%%
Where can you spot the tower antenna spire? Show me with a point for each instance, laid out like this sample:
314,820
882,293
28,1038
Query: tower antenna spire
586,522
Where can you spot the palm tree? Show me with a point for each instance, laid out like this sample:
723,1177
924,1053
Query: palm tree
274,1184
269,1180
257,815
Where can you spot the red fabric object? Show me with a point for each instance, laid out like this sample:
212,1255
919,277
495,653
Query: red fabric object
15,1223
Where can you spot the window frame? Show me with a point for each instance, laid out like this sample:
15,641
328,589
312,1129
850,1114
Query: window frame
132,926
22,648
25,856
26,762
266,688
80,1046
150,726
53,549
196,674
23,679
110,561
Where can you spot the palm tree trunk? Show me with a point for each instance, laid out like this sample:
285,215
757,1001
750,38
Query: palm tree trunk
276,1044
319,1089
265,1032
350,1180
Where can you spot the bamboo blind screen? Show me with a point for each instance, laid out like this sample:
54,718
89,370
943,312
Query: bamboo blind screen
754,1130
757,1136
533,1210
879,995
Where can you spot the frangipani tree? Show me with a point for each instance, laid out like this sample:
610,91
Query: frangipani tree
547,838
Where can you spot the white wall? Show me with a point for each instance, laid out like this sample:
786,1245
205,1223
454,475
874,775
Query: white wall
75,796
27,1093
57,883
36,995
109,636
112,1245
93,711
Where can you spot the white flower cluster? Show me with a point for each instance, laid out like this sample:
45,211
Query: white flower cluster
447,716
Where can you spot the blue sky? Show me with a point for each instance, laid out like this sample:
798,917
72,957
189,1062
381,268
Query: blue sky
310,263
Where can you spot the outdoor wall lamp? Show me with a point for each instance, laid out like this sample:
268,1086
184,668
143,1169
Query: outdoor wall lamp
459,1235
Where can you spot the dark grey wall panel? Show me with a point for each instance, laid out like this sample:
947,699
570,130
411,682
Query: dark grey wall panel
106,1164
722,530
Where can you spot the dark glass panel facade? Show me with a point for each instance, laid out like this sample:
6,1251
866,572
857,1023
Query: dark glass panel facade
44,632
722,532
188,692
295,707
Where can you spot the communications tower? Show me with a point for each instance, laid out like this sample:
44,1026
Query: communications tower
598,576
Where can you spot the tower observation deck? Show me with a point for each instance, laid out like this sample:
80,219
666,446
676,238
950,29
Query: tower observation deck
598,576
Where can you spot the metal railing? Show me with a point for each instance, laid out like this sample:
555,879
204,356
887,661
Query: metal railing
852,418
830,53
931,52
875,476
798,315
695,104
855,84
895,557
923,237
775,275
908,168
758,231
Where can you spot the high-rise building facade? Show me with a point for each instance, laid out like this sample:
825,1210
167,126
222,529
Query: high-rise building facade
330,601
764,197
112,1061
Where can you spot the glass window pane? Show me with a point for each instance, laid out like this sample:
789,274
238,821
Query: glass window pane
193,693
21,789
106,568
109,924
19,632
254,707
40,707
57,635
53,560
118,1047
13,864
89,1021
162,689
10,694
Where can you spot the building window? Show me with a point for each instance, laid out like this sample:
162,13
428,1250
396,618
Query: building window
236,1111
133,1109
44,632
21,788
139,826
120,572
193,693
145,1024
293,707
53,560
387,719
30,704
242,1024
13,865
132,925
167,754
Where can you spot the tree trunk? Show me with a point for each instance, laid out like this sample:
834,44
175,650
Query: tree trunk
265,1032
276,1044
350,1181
%%
%%
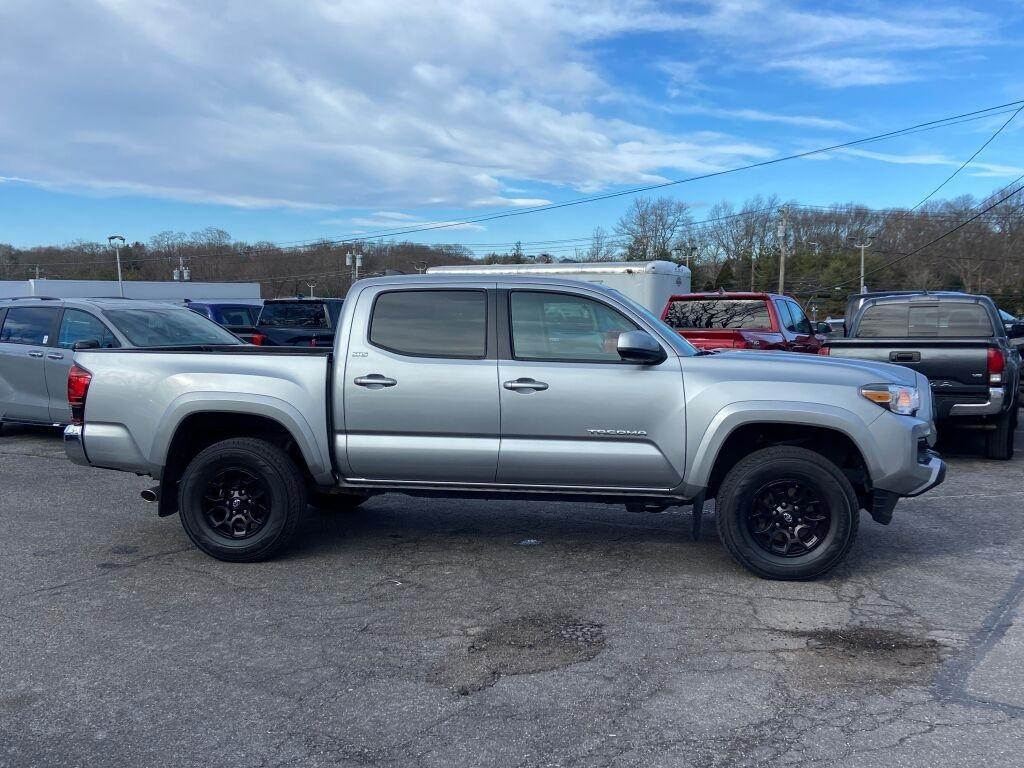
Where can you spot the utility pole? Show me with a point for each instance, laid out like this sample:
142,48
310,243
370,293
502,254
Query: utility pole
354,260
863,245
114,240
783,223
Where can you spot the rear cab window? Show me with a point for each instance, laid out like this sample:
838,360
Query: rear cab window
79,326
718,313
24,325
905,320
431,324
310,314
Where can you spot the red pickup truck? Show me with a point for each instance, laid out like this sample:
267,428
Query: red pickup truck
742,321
%%
» Exercise prompt:
Display each line of the material above that contains the word "communications". Case counts.

» Task answer:
Where can you spot the communications tower? Show me with a point for each instance, laid out like this sample:
Query: communications tower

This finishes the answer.